= Goal =
Change "even-odd rule" to "nonzero winding rule" wherever it occurs in the entries below, and reproduce every line otherwise unchanged.

Dataset excerpt:
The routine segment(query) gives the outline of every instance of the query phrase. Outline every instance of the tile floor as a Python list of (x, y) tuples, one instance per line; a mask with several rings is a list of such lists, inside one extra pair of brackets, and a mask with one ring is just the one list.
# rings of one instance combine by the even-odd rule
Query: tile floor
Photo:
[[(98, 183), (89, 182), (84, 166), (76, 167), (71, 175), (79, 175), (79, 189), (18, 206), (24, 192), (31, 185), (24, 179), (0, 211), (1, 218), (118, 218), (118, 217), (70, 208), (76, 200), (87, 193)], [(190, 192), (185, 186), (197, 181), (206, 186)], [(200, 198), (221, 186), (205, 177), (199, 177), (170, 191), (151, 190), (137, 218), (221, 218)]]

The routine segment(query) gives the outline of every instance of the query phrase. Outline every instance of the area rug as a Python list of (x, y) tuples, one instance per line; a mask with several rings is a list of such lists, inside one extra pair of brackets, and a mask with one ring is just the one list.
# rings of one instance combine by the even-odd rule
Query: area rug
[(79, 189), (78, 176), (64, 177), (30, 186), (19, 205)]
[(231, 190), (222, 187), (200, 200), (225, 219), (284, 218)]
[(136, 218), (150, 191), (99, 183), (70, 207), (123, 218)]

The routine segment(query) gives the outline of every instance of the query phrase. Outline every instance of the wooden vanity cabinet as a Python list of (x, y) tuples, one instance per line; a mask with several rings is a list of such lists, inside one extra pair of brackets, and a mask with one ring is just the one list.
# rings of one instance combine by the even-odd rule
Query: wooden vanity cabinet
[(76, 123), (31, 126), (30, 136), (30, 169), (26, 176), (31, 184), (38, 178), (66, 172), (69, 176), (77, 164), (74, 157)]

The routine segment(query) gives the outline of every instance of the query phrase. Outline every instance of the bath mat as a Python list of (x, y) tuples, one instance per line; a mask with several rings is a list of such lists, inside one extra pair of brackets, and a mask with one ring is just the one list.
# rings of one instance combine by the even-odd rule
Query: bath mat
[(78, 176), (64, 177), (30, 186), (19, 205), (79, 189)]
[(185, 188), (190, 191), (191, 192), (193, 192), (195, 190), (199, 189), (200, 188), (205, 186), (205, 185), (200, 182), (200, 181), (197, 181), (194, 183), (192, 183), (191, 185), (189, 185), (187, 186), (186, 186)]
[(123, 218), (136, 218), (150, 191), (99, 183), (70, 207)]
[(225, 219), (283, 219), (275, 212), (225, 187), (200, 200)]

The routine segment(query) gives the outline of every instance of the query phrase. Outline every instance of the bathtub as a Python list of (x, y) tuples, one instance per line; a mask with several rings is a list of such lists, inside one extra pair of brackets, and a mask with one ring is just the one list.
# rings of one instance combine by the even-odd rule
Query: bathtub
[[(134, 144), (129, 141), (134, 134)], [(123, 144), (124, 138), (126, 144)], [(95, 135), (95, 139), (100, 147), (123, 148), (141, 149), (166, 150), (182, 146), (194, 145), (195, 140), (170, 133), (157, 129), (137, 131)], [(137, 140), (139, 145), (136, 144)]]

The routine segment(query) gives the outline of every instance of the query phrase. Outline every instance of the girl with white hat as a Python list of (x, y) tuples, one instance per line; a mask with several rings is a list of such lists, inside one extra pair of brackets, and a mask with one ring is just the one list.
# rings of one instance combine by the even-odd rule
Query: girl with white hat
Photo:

= The result =
The routine segment(query) gives the outline of every instance of the query phrase. Outline every instance of the tile floor as a Python list of (x, y) tuples, one instance per line; a mask with several rings is a list of such lists, inside one extra pair of brackets, and a mask with one ring is just the one list.
# rings of one instance combine by the nonzero winding rule
Query: tile floor
Photo:
[[(98, 183), (89, 182), (84, 166), (76, 167), (71, 175), (79, 175), (79, 189), (18, 206), (24, 192), (31, 185), (24, 179), (0, 211), (1, 218), (118, 218), (118, 217), (70, 208), (76, 200), (87, 193)], [(190, 192), (185, 186), (197, 181), (206, 186)], [(200, 198), (221, 186), (205, 177), (199, 177), (170, 191), (151, 190), (137, 218), (221, 218)]]

The routine segment(query) gives the outline of every instance of the query phrase. Outline every instance of the area rug as a Python list of (x, y) tuples, one instance per line; a mask with several rings is a list of such lists, inside one extra pair of brackets, and a mask with one ring is just the one list.
# rings of one instance combine by the nonzero winding rule
Query: area rug
[(79, 189), (78, 176), (64, 177), (30, 186), (19, 205)]
[(231, 190), (222, 187), (200, 200), (225, 219), (284, 218)]
[(136, 218), (150, 191), (99, 183), (70, 207), (123, 218)]

The routine segment(query) gives the outline of every instance of the query phrase. Outline every instance of the wooden vanity cabinet as a Python list of (x, y) tuples, one instance per line; a mask with several rings is a list of such lists, inside one extra pair of brackets, and a mask with one ring is just the one list.
# rings of one instance combine by the nonzero winding rule
Query: wooden vanity cabinet
[(76, 123), (31, 126), (30, 136), (30, 169), (26, 176), (31, 184), (38, 178), (66, 172), (69, 176), (77, 164), (74, 157)]

The routine segment(query) gives the outline of every instance of the query phrase. Outline every instance of the bath mat as a Python list of (x, y) tuples, one instance per line; a mask with several rings is a list of such lists, inside one extra pair of brackets, and a mask with one ring is just the one list.
# rings of one instance combine by the nonzero winding rule
Query: bath mat
[(78, 176), (64, 177), (30, 186), (19, 205), (79, 189)]
[(185, 188), (190, 191), (191, 192), (193, 192), (195, 190), (199, 189), (200, 188), (205, 186), (205, 185), (200, 182), (200, 181), (197, 181), (194, 183), (192, 183), (191, 185), (189, 185), (187, 186), (186, 186)]
[(123, 218), (136, 218), (150, 191), (99, 183), (70, 207)]
[(225, 219), (283, 219), (275, 212), (225, 187), (200, 200)]

The routine segment(query) gives the outline of every instance of the query phrase. Outline every instance of the bathtub as a Python list of (x, y) tuples, one instance per line; a mask with several rings is a list of such lists, inside one extra pair of brackets, and a mask with one ring is just the one list.
# rings of one instance combine by the nonzero winding rule
Query: bathtub
[[(134, 144), (129, 141), (134, 134)], [(123, 144), (124, 138), (126, 144)], [(95, 135), (95, 139), (100, 147), (123, 148), (141, 149), (166, 150), (182, 146), (194, 145), (195, 140), (170, 133), (157, 129), (137, 131)], [(137, 140), (139, 145), (136, 144)]]

The routine segment(query) gives the outline of every instance of the query phrase. Outline every instance of the girl with white hat as a Python list of (x, y) tuples, one instance per line; a mask with several rings is a list of such lists, inside one extra pair of brackets, and a mask with one ring is just the one list.
# rings of one instance combine by the nonzero winding rule
Query: girl with white hat
Photo:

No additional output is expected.